* **Your goal**: Rewrite the data below, swapping every "planogram check" for "layout review" and leaving all else unchanged.

* **Detection data**:
○ ○ ○

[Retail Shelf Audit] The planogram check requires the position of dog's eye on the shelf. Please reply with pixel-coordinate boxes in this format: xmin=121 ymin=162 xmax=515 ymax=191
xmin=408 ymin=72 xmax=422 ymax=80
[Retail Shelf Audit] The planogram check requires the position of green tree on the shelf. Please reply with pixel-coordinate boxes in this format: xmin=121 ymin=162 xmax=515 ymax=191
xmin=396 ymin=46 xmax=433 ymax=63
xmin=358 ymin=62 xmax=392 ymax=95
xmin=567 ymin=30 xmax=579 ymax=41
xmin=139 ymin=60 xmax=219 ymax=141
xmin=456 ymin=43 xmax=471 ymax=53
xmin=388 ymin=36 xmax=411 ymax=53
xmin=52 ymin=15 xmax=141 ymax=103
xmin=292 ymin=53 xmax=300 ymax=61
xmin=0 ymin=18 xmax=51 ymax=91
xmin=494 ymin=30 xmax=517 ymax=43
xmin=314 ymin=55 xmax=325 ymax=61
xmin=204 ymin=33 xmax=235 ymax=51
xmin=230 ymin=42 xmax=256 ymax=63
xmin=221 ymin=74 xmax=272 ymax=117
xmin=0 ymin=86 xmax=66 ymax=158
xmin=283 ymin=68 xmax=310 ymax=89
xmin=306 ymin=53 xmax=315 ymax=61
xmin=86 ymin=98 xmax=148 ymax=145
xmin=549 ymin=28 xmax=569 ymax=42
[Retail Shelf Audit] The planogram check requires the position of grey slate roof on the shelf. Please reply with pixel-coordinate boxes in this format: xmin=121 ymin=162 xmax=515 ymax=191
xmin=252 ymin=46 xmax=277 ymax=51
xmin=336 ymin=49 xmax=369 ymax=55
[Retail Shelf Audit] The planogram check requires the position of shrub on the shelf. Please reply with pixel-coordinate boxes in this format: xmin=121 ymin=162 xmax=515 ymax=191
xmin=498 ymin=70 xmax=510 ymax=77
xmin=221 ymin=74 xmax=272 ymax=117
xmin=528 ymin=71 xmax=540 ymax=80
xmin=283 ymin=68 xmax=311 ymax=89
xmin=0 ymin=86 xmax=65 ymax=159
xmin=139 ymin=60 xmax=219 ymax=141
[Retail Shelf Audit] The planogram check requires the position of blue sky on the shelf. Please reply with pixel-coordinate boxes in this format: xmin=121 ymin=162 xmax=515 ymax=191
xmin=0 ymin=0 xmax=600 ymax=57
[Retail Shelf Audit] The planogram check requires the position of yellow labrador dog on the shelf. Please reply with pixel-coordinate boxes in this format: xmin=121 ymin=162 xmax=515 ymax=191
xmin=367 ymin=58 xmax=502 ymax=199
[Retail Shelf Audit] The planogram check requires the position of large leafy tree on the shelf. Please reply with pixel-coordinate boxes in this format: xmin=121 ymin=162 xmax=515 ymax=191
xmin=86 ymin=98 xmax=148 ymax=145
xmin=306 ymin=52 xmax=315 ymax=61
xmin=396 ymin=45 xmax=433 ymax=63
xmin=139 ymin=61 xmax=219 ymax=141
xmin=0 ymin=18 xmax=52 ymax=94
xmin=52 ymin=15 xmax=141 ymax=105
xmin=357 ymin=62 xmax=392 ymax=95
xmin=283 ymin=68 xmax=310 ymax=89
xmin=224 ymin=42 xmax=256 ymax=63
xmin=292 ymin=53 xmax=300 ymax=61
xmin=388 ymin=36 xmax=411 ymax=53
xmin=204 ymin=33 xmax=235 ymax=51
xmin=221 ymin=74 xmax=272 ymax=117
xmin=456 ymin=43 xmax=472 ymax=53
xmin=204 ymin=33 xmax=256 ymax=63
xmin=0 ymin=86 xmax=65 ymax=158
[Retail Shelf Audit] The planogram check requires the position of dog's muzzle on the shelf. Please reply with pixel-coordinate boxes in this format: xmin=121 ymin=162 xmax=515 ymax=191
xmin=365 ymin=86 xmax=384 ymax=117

○ ○ ○

* **Answer to the task**:
[Retail Shelf Audit] The layout review requires the position of dog's eye on the shelf. Please reply with pixel-coordinate boxes in this format: xmin=121 ymin=162 xmax=515 ymax=191
xmin=408 ymin=72 xmax=422 ymax=80
[Retail Shelf Audit] The layout review requires the position of green tree on the shelf. Please reply with pixel-coordinate boxes in this format: xmin=121 ymin=162 xmax=515 ymax=191
xmin=396 ymin=46 xmax=433 ymax=63
xmin=358 ymin=62 xmax=392 ymax=95
xmin=567 ymin=30 xmax=579 ymax=41
xmin=139 ymin=60 xmax=219 ymax=141
xmin=456 ymin=43 xmax=471 ymax=53
xmin=388 ymin=36 xmax=411 ymax=53
xmin=52 ymin=15 xmax=141 ymax=103
xmin=292 ymin=53 xmax=300 ymax=61
xmin=0 ymin=18 xmax=51 ymax=91
xmin=494 ymin=30 xmax=517 ymax=43
xmin=314 ymin=55 xmax=325 ymax=61
xmin=204 ymin=33 xmax=235 ymax=51
xmin=230 ymin=42 xmax=256 ymax=63
xmin=221 ymin=74 xmax=272 ymax=117
xmin=0 ymin=86 xmax=66 ymax=158
xmin=283 ymin=68 xmax=310 ymax=89
xmin=306 ymin=53 xmax=315 ymax=61
xmin=86 ymin=98 xmax=148 ymax=145
xmin=549 ymin=28 xmax=569 ymax=42
[Retail Shelf Audit] The layout review requires the position of grey slate roof on the shelf. Please reply with pixel-coordinate boxes in this format: xmin=121 ymin=162 xmax=515 ymax=191
xmin=252 ymin=46 xmax=277 ymax=51
xmin=336 ymin=49 xmax=369 ymax=55
[Retail Shelf Audit] The layout review requires the position of shrub on the shelf. Please reply with pixel-coordinate boxes in this format: xmin=121 ymin=162 xmax=515 ymax=191
xmin=498 ymin=70 xmax=510 ymax=77
xmin=221 ymin=74 xmax=272 ymax=117
xmin=528 ymin=71 xmax=540 ymax=80
xmin=283 ymin=68 xmax=311 ymax=89
xmin=0 ymin=86 xmax=65 ymax=159
xmin=139 ymin=60 xmax=219 ymax=141
[Retail Shelf Audit] The layout review requires the position of blue sky on the shelf. Please reply with pixel-coordinate boxes in this format: xmin=121 ymin=162 xmax=515 ymax=191
xmin=0 ymin=0 xmax=600 ymax=57
[Retail Shelf Audit] The layout review requires the position of yellow labrador dog on the shelf. Please reply with pixel-coordinate boxes in this format: xmin=121 ymin=162 xmax=515 ymax=191
xmin=367 ymin=58 xmax=502 ymax=199
[Retail Shelf Audit] The layout review requires the position of large leafy tree on the shelf. Please reply with pixel-coordinate boxes in this format: xmin=121 ymin=162 xmax=515 ymax=191
xmin=86 ymin=98 xmax=148 ymax=145
xmin=306 ymin=52 xmax=315 ymax=61
xmin=396 ymin=45 xmax=433 ymax=63
xmin=139 ymin=61 xmax=219 ymax=141
xmin=0 ymin=18 xmax=52 ymax=94
xmin=52 ymin=15 xmax=141 ymax=105
xmin=357 ymin=62 xmax=392 ymax=95
xmin=283 ymin=68 xmax=310 ymax=89
xmin=224 ymin=42 xmax=256 ymax=63
xmin=292 ymin=53 xmax=300 ymax=61
xmin=388 ymin=36 xmax=411 ymax=53
xmin=204 ymin=33 xmax=235 ymax=51
xmin=221 ymin=74 xmax=272 ymax=117
xmin=456 ymin=43 xmax=472 ymax=53
xmin=204 ymin=33 xmax=256 ymax=63
xmin=0 ymin=86 xmax=65 ymax=158
[Retail Shelf Audit] The layout review requires the position of dog's muzzle on the shelf. Please reply with pixel-coordinate boxes in this format: xmin=121 ymin=162 xmax=515 ymax=191
xmin=365 ymin=86 xmax=384 ymax=117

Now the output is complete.